= REQUIRED WORK =
Print the data that follows exactly.

Collection entries:
--*--
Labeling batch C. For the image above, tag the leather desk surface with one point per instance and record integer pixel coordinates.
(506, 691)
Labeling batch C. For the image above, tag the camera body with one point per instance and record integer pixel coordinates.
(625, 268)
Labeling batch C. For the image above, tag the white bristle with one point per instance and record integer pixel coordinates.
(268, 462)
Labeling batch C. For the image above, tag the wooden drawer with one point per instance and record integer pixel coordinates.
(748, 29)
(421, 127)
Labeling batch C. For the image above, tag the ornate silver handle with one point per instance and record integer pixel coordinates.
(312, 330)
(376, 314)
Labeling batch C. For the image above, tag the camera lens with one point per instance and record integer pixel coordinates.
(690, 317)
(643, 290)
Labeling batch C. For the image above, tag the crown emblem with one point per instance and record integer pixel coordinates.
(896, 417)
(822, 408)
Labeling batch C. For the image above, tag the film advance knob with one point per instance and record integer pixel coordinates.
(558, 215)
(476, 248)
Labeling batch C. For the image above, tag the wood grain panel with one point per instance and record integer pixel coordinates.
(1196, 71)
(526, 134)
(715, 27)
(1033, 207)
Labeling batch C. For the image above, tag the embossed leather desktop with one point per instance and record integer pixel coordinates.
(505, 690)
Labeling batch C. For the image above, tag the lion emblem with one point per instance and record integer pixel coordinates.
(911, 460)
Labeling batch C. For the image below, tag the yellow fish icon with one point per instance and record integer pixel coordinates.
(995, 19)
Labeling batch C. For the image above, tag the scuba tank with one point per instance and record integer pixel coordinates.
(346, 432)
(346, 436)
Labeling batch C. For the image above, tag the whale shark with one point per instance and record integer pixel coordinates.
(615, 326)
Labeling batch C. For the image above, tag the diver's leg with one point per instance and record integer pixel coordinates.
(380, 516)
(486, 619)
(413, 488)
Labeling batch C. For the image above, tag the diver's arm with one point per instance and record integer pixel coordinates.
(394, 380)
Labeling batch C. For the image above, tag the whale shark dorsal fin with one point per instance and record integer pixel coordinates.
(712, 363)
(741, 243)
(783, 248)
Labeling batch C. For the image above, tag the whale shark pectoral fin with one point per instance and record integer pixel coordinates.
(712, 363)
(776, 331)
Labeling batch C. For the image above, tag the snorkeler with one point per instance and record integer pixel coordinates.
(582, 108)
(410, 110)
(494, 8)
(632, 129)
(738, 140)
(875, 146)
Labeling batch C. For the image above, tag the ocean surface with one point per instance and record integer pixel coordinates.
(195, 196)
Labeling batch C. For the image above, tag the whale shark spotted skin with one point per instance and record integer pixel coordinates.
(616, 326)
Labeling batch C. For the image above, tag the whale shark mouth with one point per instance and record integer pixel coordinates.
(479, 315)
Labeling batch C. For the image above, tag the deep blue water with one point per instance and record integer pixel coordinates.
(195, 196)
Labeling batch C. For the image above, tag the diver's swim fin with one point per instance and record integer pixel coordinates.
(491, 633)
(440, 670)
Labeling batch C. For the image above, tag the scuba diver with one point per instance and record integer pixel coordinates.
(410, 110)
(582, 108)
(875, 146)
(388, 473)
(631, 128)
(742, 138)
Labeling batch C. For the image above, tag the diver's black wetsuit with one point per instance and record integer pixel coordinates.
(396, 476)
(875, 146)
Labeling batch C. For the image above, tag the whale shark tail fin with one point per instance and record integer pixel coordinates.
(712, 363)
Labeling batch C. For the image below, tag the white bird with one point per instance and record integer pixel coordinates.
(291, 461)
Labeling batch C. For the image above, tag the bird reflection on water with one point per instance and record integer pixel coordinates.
--*--
= ANSWER SPACE =
Labeling batch C. For the image above, tag the leather desk surface with one point per instance and record integer pixel coordinates.
(506, 691)
Labeling batch C. For the image above, tag the camera body with one point per instance and record integer pixel coordinates.
(625, 268)
Labeling batch C. For the image above, tag the white bristle with one point per instance and record integer pixel coordinates.
(268, 462)
Labeling batch C. For the image above, tag the wooden drawer with one point per instance and record integer pixel coordinates.
(748, 29)
(421, 127)
Labeling batch C. For the image above, tag the ornate silver handle with one point per instance and record integer pixel coordinates.
(312, 330)
(376, 314)
Labeling batch C. For the image above, tag the camera lens with one point per instance and record integer pixel coordinates.
(690, 317)
(643, 290)
Labeling batch C. For the image above, tag the crown emblem with one point per instance and record integer pixel coordinates.
(896, 417)
(822, 408)
Labeling batch C. For the image above, tag the film advance knob with one point per instance and record integer pixel coordinates.
(558, 215)
(476, 248)
Labeling batch C. For the image above, tag the wood grain panel with one point per instance and record integer pixel coordinates.
(1196, 71)
(526, 134)
(715, 27)
(1033, 207)
Labeling batch C. For the image above, tag the embossed leather desktop with one point per instance and record integer pixel coordinates.
(505, 690)
Labeling batch C. For the image above, tag the lion emblem with one point per instance and record integer pixel coordinates.
(911, 460)
Labeling batch C. For the image below, tag the yellow fish icon with one point per instance and record integer pixel coordinates.
(995, 19)
Labeling batch C. For the image above, tag the scuba tank with one point per instance and record integer pixel coordinates.
(346, 432)
(346, 436)
Labeling batch C. For the image above, tag the whale shark with one point per instance and record integer pixel coordinates.
(615, 326)
Labeling batch C. For the image above, tag the diver's leg with one point per instance and record integer pixel coordinates.
(380, 516)
(486, 619)
(413, 488)
Labeling batch C. For the image above, tag the diver's arm with one point per instance and record integer pixel coordinates.
(394, 380)
Labeling batch C. For the image above, tag the whale shark dorsal fin with one point per instance and record integer pixel coordinates.
(712, 363)
(741, 243)
(783, 248)
Labeling batch C. For the image above, tag the whale shark pectoral fin with one point per instance and record integer pixel coordinates.
(712, 363)
(776, 331)
Labeling batch C. For the image above, tag the snorkeler with one point per instance and record integer pixel coordinates.
(582, 108)
(410, 110)
(494, 8)
(632, 129)
(738, 140)
(875, 146)
Labeling batch C. For the image above, tag the ocean surface with one point per instance and record integer pixel coordinates.
(195, 196)
Labeling batch C. For the image above, tag the whale shark spotted skin with one point per instance and record integer pixel coordinates.
(616, 326)
Labeling batch C. For the image above, tag the whale shark mouth with one point per instance and record integer pixel coordinates.
(479, 315)
Labeling batch C. For the image above, tag the deep blue water with one point per instance and record integer pixel coordinates.
(195, 196)
Labeling batch C. For the image above, tag the diver's swim fin with one point per instance and record integer pixel coordinates.
(491, 633)
(440, 670)
Labeling batch C. For the image above, tag the scuba diver with one point per instance and record integer pixel coordinates.
(410, 110)
(582, 108)
(875, 146)
(388, 473)
(631, 128)
(742, 138)
Labeling batch C. For the image above, tag the diver's black wetsuit with one point per instance and record integer pixel coordinates.
(396, 476)
(875, 146)
Labeling batch C. For the image above, tag the whale shark tail fin with one point per instance and record integer pixel coordinates.
(712, 363)
Labeling batch C. For the image below, tag the white bird with one point per instance and record integer pixel coordinates.
(291, 461)
Labeling batch C. For the image above, tag the bird reflection on water with one point per instance and record integer pixel coordinates.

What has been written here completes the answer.